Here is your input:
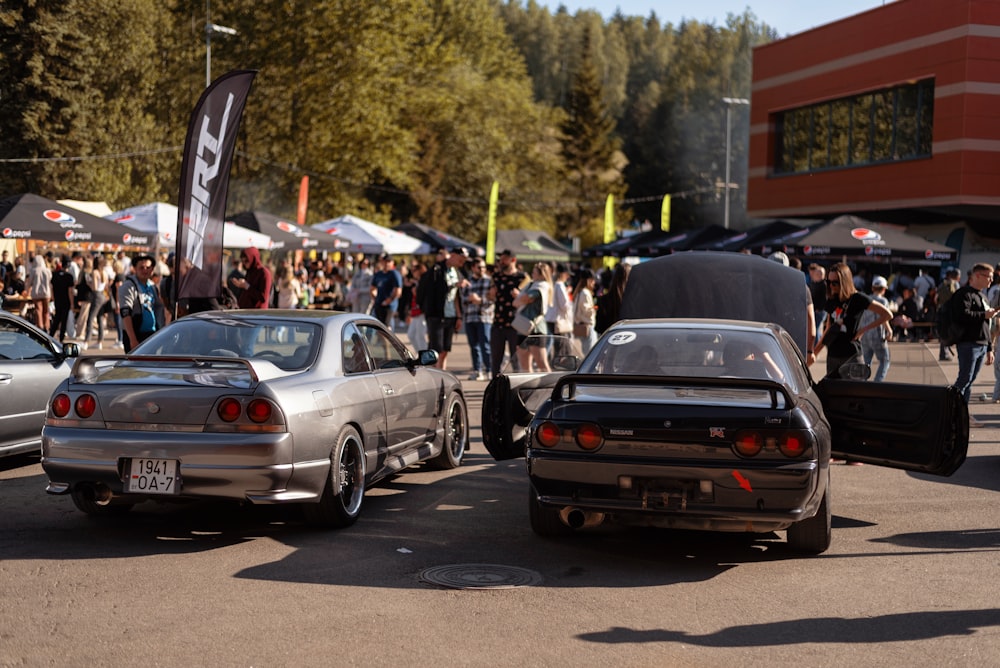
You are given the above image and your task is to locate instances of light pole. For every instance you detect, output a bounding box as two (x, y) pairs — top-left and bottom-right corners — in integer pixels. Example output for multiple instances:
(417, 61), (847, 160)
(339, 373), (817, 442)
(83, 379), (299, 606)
(205, 0), (238, 88)
(722, 96), (750, 229)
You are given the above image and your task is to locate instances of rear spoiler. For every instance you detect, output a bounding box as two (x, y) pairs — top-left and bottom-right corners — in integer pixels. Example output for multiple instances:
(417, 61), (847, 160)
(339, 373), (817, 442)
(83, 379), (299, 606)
(69, 355), (262, 384)
(551, 373), (794, 410)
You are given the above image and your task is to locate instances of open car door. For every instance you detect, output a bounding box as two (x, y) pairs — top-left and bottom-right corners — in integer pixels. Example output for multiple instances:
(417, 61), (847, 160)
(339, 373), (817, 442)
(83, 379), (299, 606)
(816, 379), (968, 476)
(481, 336), (579, 461)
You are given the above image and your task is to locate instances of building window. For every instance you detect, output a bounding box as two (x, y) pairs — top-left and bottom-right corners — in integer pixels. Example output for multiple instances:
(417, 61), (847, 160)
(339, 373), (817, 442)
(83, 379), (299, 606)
(774, 79), (934, 175)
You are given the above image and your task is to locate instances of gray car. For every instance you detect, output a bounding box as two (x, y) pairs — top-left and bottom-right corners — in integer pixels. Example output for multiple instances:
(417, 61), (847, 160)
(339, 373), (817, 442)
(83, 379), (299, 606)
(41, 310), (467, 527)
(0, 311), (79, 457)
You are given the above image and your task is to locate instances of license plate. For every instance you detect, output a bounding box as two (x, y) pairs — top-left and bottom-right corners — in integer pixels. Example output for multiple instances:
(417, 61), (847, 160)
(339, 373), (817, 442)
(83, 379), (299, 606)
(126, 458), (179, 495)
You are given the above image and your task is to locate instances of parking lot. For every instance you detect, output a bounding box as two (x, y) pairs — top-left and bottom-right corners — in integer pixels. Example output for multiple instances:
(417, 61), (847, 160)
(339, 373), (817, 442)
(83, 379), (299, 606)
(1, 337), (998, 667)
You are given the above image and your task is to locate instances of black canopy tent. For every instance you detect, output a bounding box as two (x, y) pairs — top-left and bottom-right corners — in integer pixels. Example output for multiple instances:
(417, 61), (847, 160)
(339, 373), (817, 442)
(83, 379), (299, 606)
(0, 193), (152, 246)
(633, 224), (732, 256)
(783, 215), (957, 265)
(394, 221), (484, 257)
(581, 228), (672, 259)
(229, 211), (349, 252)
(492, 229), (571, 263)
(702, 220), (805, 253)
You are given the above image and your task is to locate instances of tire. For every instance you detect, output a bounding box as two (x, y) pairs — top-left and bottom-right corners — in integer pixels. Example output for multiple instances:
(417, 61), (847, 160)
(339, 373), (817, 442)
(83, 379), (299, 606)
(303, 426), (366, 528)
(787, 480), (832, 554)
(528, 485), (573, 537)
(70, 486), (134, 516)
(428, 392), (468, 470)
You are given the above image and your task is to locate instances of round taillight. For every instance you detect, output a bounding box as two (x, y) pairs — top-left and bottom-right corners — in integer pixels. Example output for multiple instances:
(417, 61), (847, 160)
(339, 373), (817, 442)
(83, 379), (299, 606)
(246, 399), (272, 424)
(74, 394), (97, 419)
(217, 398), (242, 422)
(536, 421), (561, 448)
(734, 431), (763, 457)
(576, 424), (604, 451)
(51, 394), (71, 418)
(779, 432), (807, 458)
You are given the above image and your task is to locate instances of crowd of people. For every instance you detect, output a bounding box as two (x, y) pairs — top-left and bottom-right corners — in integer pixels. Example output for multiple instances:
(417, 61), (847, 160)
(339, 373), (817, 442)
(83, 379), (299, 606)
(6, 244), (998, 422)
(775, 251), (1000, 427)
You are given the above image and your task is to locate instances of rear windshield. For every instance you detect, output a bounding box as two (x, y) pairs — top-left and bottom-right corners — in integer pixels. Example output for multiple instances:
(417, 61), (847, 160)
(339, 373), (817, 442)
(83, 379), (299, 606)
(580, 328), (798, 390)
(134, 317), (320, 371)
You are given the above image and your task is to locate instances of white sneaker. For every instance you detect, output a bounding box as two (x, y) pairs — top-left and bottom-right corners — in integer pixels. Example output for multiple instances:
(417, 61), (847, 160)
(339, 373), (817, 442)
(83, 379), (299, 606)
(476, 371), (488, 381)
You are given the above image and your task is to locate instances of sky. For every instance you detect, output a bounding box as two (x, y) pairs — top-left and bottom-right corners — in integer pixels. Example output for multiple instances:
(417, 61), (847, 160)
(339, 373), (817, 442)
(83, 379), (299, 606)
(553, 1), (891, 37)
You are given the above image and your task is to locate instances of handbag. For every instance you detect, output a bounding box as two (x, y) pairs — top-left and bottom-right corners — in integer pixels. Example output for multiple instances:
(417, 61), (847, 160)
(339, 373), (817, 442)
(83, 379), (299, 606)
(512, 312), (544, 336)
(573, 321), (591, 337)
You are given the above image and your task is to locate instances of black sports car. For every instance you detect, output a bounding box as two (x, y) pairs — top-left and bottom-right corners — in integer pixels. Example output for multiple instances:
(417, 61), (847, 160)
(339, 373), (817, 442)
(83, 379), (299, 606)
(482, 254), (967, 553)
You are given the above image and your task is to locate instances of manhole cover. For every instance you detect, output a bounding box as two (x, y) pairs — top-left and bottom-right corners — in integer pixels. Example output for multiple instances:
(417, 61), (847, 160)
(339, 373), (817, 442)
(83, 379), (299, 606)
(419, 564), (543, 590)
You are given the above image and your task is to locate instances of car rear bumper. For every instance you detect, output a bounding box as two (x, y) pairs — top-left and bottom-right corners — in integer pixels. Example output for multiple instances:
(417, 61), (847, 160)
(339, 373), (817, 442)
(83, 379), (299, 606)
(41, 427), (329, 504)
(528, 452), (825, 529)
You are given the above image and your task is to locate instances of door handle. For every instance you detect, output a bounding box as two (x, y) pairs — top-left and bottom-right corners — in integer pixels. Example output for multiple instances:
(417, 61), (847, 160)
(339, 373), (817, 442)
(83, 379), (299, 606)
(0, 373), (12, 385)
(382, 384), (395, 396)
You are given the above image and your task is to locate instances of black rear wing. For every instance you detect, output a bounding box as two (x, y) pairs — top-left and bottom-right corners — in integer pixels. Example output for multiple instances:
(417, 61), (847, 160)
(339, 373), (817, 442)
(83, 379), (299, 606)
(551, 373), (794, 410)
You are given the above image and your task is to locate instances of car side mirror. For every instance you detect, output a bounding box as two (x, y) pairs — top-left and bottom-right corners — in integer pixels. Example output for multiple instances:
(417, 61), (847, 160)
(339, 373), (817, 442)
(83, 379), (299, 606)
(551, 354), (580, 371)
(417, 349), (438, 367)
(838, 361), (871, 380)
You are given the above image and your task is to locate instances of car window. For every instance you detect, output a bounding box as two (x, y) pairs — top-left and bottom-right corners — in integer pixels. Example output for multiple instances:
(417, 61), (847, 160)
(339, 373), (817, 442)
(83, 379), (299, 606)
(342, 325), (372, 374)
(0, 320), (55, 361)
(356, 324), (410, 370)
(581, 328), (794, 386)
(134, 317), (319, 371)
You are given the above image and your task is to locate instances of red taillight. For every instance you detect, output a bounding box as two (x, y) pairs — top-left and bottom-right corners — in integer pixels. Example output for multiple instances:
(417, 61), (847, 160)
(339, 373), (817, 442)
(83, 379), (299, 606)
(74, 394), (97, 419)
(246, 399), (272, 423)
(51, 394), (71, 418)
(575, 424), (603, 451)
(536, 421), (561, 448)
(779, 432), (807, 458)
(217, 398), (242, 422)
(734, 431), (763, 457)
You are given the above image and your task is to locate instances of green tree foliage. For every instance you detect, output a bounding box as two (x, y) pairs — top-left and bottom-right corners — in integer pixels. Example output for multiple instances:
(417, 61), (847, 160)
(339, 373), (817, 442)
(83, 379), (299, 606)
(559, 28), (626, 246)
(0, 0), (773, 246)
(0, 0), (174, 205)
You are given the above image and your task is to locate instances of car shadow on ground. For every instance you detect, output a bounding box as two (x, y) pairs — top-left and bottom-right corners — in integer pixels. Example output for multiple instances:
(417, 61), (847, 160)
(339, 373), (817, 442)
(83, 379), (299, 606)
(575, 608), (1000, 647)
(1, 454), (827, 586)
(908, 453), (1000, 494)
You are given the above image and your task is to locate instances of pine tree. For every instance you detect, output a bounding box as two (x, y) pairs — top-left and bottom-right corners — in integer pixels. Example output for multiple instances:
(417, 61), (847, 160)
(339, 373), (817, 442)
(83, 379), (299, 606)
(558, 28), (626, 244)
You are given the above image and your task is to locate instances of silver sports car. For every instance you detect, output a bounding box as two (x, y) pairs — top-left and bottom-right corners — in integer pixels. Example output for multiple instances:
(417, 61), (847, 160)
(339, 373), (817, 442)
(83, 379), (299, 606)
(41, 310), (468, 527)
(0, 311), (79, 457)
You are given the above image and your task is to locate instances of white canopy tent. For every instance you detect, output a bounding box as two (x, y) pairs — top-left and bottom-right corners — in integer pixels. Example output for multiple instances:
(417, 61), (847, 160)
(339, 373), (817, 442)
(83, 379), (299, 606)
(107, 202), (278, 250)
(312, 214), (431, 255)
(222, 222), (277, 249)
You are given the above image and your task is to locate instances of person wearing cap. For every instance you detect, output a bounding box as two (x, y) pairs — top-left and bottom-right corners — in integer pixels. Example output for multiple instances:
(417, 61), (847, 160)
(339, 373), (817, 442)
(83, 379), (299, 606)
(371, 254), (403, 328)
(419, 247), (467, 369)
(860, 275), (892, 382)
(488, 249), (527, 376)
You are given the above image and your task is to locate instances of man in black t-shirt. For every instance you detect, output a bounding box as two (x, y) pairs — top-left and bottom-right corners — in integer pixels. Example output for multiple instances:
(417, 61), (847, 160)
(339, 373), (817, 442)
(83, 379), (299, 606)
(488, 249), (526, 376)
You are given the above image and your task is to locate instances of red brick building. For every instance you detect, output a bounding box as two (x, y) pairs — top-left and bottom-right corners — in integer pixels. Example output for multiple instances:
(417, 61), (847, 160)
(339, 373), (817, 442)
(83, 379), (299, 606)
(747, 0), (1000, 251)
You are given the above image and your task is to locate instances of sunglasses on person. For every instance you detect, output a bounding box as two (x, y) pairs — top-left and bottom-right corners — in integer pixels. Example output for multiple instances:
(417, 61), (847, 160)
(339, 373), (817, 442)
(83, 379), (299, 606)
(827, 280), (840, 287)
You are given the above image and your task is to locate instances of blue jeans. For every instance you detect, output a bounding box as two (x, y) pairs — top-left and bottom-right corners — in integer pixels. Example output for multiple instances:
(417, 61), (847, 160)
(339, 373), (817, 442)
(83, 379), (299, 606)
(954, 341), (988, 403)
(465, 321), (491, 373)
(861, 340), (890, 382)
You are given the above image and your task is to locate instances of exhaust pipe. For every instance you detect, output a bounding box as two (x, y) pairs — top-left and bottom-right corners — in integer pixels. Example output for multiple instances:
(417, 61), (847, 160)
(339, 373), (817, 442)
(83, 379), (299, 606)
(559, 506), (606, 529)
(91, 484), (114, 506)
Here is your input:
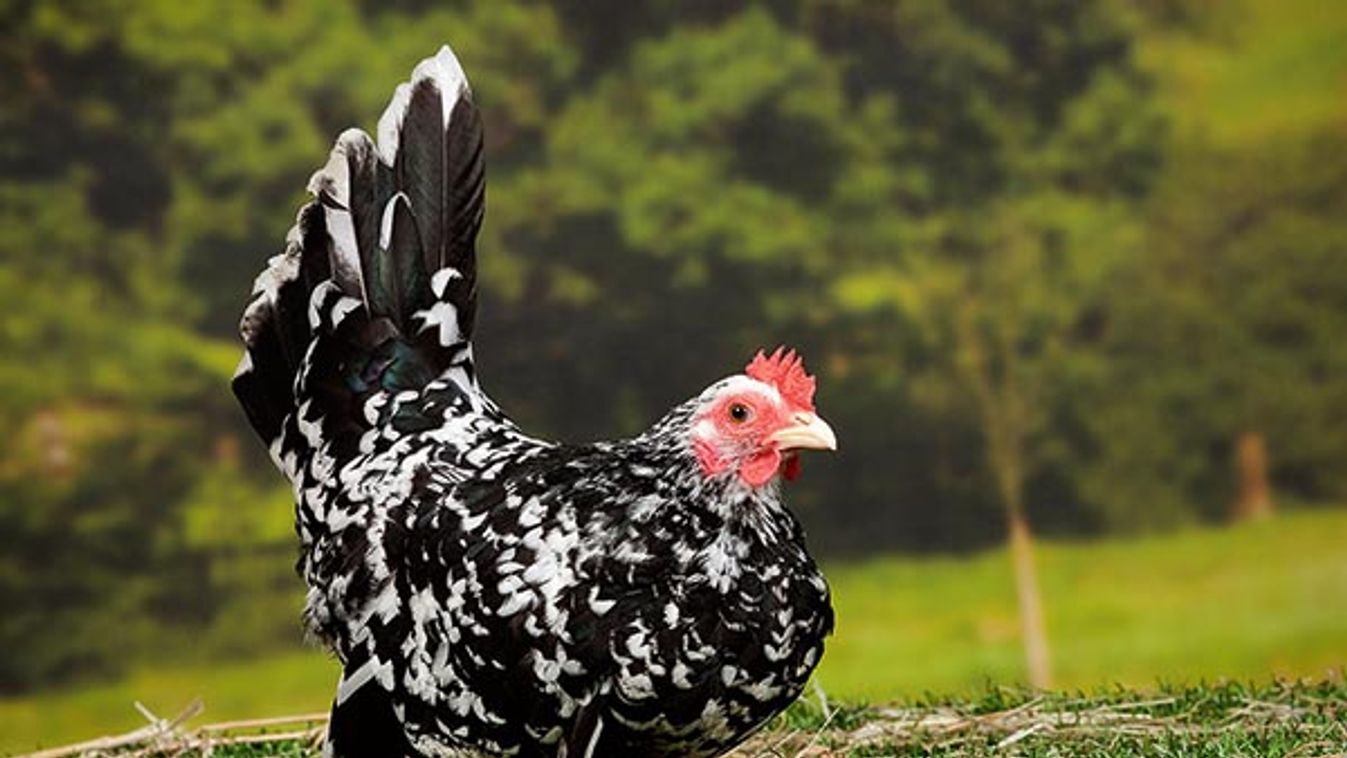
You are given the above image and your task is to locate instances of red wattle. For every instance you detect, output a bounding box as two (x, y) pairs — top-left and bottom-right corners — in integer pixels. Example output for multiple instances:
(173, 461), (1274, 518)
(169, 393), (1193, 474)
(782, 454), (801, 481)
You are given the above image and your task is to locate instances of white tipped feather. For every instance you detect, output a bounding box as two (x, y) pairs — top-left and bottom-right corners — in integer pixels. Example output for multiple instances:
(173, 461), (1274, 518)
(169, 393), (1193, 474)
(431, 267), (464, 299)
(336, 657), (387, 706)
(379, 192), (410, 250)
(376, 45), (472, 166)
(377, 82), (412, 166)
(415, 45), (471, 123)
(308, 134), (365, 303)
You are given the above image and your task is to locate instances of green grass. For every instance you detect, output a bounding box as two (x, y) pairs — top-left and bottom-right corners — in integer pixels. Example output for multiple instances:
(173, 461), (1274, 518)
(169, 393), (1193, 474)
(816, 509), (1347, 700)
(758, 680), (1347, 757)
(15, 680), (1347, 757)
(0, 653), (334, 756)
(3, 510), (1345, 755)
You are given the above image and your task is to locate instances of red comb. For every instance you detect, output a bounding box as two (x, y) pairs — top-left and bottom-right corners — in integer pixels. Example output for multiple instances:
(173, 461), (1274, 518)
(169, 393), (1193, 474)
(745, 347), (816, 412)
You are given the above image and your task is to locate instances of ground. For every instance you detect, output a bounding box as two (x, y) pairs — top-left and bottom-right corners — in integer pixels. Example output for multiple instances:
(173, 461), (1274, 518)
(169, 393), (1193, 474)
(17, 680), (1347, 757)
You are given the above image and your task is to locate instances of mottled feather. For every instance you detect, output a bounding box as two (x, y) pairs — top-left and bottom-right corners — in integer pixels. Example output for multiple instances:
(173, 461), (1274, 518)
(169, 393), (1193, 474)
(233, 45), (832, 758)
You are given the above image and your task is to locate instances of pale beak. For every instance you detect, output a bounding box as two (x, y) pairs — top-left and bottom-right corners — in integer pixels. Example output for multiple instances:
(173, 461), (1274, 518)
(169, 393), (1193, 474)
(770, 412), (838, 452)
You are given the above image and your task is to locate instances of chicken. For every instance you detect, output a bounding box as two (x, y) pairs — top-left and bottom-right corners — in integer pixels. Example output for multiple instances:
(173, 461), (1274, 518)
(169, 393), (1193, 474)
(232, 45), (836, 758)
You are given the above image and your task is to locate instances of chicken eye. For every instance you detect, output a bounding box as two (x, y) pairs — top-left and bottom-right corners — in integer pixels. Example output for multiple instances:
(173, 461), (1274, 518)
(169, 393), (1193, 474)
(728, 403), (751, 423)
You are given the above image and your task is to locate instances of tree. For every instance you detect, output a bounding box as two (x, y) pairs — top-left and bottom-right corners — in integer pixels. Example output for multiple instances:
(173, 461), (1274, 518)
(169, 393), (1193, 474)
(480, 8), (875, 444)
(812, 0), (1164, 685)
(0, 2), (237, 688)
(1087, 133), (1347, 527)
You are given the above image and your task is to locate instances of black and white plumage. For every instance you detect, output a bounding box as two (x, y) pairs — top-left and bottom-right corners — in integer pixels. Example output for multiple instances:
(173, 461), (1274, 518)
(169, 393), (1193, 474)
(233, 45), (837, 758)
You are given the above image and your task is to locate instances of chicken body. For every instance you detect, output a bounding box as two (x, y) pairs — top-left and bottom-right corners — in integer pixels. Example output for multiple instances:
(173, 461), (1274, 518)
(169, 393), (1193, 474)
(234, 46), (833, 758)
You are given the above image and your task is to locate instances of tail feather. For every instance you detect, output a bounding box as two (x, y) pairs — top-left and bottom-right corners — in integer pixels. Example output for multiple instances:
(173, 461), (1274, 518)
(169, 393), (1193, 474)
(326, 656), (415, 758)
(233, 202), (329, 446)
(371, 192), (430, 331)
(378, 46), (484, 281)
(233, 45), (486, 474)
(384, 48), (484, 342)
(309, 129), (379, 307)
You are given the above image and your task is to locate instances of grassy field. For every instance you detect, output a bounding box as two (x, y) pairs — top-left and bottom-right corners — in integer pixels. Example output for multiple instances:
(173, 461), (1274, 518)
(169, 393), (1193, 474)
(819, 509), (1347, 700)
(3, 509), (1345, 755)
(13, 680), (1347, 757)
(757, 680), (1347, 757)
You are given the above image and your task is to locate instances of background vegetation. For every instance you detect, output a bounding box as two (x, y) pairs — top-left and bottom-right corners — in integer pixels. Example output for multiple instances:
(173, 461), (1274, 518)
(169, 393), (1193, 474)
(1, 0), (1344, 749)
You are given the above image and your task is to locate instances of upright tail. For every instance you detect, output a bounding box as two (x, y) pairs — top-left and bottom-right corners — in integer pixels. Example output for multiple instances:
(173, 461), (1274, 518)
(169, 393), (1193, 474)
(233, 46), (486, 474)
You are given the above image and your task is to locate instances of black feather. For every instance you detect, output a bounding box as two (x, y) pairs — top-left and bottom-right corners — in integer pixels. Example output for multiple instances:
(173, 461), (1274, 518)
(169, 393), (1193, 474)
(398, 79), (446, 274)
(443, 96), (485, 280)
(328, 678), (414, 758)
(341, 131), (382, 278)
(232, 201), (325, 448)
(362, 192), (417, 327)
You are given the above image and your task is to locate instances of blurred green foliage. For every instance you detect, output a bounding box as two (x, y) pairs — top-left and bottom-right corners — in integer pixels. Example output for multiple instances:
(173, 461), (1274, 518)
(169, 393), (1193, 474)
(1, 0), (1344, 692)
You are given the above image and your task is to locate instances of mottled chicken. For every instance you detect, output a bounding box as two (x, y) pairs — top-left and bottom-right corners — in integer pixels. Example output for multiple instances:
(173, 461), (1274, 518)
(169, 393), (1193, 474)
(233, 45), (836, 758)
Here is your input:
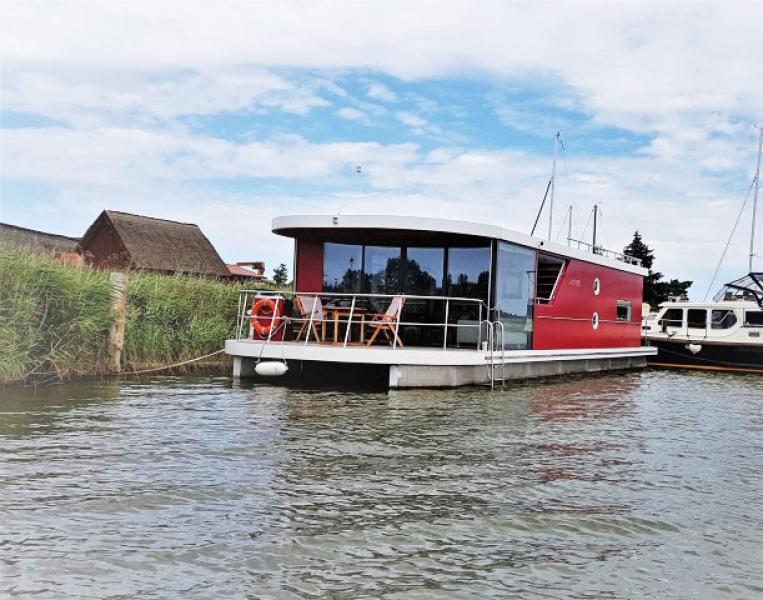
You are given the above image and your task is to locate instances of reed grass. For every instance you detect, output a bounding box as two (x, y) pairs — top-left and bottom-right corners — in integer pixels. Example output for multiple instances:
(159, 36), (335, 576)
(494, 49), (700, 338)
(0, 245), (113, 383)
(0, 246), (274, 384)
(123, 271), (241, 370)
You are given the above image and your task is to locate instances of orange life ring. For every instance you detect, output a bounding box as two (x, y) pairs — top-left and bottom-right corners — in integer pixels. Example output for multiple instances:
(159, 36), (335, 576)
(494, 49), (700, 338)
(250, 298), (284, 338)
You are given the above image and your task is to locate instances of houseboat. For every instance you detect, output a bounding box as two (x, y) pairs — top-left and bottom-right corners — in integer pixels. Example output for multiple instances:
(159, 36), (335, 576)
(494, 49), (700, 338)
(224, 214), (656, 388)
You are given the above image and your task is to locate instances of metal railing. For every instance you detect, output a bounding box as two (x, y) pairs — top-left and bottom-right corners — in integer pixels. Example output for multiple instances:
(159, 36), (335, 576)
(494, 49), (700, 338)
(235, 289), (489, 351)
(567, 238), (642, 266)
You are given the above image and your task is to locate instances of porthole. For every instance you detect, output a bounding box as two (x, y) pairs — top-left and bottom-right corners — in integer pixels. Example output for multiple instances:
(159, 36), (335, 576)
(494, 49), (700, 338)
(592, 312), (600, 330)
(593, 277), (601, 296)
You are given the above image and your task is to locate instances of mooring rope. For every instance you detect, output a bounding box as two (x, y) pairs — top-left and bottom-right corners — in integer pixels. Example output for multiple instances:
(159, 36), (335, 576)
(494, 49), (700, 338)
(126, 349), (226, 375)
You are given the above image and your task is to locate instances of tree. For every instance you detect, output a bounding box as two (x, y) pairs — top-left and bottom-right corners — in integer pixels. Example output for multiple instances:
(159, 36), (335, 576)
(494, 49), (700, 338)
(624, 231), (692, 307)
(623, 231), (654, 270)
(272, 263), (288, 287)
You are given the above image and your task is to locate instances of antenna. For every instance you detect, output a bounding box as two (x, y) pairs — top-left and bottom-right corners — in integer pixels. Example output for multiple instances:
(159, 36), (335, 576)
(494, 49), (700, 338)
(335, 165), (363, 220)
(749, 126), (762, 272)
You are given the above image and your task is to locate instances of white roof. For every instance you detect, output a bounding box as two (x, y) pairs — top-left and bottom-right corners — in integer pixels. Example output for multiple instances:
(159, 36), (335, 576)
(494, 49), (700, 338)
(657, 300), (760, 311)
(272, 214), (648, 276)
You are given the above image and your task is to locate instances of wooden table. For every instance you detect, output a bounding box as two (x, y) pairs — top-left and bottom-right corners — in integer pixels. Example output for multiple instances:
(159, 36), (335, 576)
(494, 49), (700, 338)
(324, 306), (368, 344)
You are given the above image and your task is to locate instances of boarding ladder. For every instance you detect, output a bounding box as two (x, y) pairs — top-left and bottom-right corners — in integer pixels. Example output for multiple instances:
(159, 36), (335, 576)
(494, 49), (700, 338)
(486, 320), (505, 389)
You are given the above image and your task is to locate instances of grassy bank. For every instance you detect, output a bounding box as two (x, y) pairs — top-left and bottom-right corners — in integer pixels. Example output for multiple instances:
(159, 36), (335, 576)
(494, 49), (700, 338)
(0, 246), (268, 384)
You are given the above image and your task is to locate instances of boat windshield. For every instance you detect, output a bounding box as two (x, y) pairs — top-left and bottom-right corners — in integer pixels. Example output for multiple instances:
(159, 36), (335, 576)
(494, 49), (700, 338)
(713, 272), (763, 307)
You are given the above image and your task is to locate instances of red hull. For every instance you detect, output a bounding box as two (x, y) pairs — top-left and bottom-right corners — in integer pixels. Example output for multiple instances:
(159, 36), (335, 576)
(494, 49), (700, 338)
(533, 259), (643, 349)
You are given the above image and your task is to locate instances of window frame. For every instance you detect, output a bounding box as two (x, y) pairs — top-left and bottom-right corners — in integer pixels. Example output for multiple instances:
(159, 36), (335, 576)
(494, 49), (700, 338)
(616, 300), (633, 322)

▶ _REQUIRED WORK_: Where does the word "taillight" occur in the data? Copy every line that has it.

▶ _SOLUTION TO THIS PROBLEM_:
You are given the above image and your task is to locate instances of round taillight. For every instance you detect, output a bounding box as two (x, y) pairs — top-left and bottom-right corners — in integer pixels. Example output for multiple instances:
You are given the above image and your task is to locate instances of red taillight. For every instance you detect, output a bounding box as two (x, y) pairs — top-left and bottom-right corners — in integer pixels. Example output for multiple instances:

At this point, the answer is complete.